** EXERCISE OBJECTIVE **
Everything from the line containing "Where can you find the fence" through the last line of the records must be returned verbatim, and nothing outside that range.

-- Begin ENTRIES SHOWN --

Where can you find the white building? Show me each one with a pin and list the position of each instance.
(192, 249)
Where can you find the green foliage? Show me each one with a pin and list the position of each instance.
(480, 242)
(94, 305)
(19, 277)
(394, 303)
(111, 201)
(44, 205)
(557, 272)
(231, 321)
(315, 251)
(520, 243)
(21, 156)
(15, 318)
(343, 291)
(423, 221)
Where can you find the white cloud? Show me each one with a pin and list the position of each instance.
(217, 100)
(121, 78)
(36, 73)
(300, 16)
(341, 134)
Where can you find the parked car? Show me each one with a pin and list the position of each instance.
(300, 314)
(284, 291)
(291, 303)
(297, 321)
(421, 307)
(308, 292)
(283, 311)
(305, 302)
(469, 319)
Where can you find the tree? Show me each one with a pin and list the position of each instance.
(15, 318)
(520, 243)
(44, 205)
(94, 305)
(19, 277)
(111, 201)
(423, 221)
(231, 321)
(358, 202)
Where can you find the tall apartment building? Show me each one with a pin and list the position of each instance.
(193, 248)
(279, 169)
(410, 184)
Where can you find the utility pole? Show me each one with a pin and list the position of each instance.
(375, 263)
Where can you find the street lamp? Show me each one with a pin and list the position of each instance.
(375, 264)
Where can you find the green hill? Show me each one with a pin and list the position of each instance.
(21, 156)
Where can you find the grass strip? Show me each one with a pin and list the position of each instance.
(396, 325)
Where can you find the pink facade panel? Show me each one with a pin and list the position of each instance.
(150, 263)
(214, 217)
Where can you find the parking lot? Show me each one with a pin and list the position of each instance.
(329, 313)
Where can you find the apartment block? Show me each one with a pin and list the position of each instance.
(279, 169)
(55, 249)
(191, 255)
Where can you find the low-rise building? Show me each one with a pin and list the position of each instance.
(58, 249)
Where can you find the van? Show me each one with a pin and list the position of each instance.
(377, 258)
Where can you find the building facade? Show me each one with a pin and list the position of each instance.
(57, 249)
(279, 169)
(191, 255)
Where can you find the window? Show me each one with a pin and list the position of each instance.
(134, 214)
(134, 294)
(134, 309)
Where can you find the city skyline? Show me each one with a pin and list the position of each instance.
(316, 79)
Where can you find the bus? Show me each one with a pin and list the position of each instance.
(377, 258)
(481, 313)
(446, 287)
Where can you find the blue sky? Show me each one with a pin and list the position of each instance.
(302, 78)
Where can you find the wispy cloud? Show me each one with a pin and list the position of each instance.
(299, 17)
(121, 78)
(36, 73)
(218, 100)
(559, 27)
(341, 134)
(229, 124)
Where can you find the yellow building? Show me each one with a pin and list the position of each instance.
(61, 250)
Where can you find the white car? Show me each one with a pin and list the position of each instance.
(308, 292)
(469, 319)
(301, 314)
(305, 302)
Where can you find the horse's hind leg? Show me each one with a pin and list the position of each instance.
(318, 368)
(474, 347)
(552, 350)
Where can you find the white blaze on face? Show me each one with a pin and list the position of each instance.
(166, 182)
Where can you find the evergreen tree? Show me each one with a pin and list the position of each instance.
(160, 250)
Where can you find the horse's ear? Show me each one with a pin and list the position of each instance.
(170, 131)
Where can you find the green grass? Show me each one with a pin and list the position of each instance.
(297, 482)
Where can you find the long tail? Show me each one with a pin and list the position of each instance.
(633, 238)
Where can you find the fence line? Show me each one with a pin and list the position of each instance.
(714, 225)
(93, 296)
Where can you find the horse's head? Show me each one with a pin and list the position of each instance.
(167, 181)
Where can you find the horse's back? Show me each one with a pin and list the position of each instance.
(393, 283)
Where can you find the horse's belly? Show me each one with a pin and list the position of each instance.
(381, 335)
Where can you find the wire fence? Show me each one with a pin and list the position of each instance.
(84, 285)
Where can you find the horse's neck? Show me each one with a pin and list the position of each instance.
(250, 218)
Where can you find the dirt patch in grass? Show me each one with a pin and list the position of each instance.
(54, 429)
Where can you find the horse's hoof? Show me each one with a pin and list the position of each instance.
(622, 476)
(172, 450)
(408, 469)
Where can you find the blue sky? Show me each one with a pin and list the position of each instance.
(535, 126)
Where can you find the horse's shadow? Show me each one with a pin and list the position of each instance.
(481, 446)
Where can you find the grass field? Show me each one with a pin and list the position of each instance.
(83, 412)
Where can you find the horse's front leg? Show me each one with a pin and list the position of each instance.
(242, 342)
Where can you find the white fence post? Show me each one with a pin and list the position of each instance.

-- End ENTRIES SHOWN --

** FULL ANSWER **
Where can you find the fence line? Show me each one with a pin and list the position of each instance.
(714, 225)
(93, 296)
Where can you find the horse's head? Show me each one with a pin and list the position of each instance.
(167, 181)
Where can you find the horse's back? Show me each one with a pin and list the position of each instance.
(393, 283)
Where can you find the horse's belly? Show me each one with a pin and list the position of each instance.
(381, 335)
Where can you find the wire fence? Show me each one with a pin and list the position of each instance.
(84, 285)
Where can you find the horse's neck? Show me each one with a pin and list the position of each instance.
(250, 218)
Where can you find the dirt patch in grass? Show me each one with a pin and list the position of each instance.
(54, 429)
Where can you find the horse's hoof? Show me each one with a pin and list the position of each instance.
(622, 476)
(172, 450)
(408, 469)
Where can you find the blue sky? Show me each one with a pin and list the position of each instance.
(535, 126)
Where can you find the horse's shadow? Show me each one with a pin and list the position of each instance.
(481, 446)
Where can you find the grass field? Show me each one with a pin and list the position of each instance.
(83, 412)
Where can you find the horse's front leg? Show me each one with a pin and list the position of each instance.
(242, 342)
Where can you find the white fence post? Show me each one with a pin and list the position of each instance.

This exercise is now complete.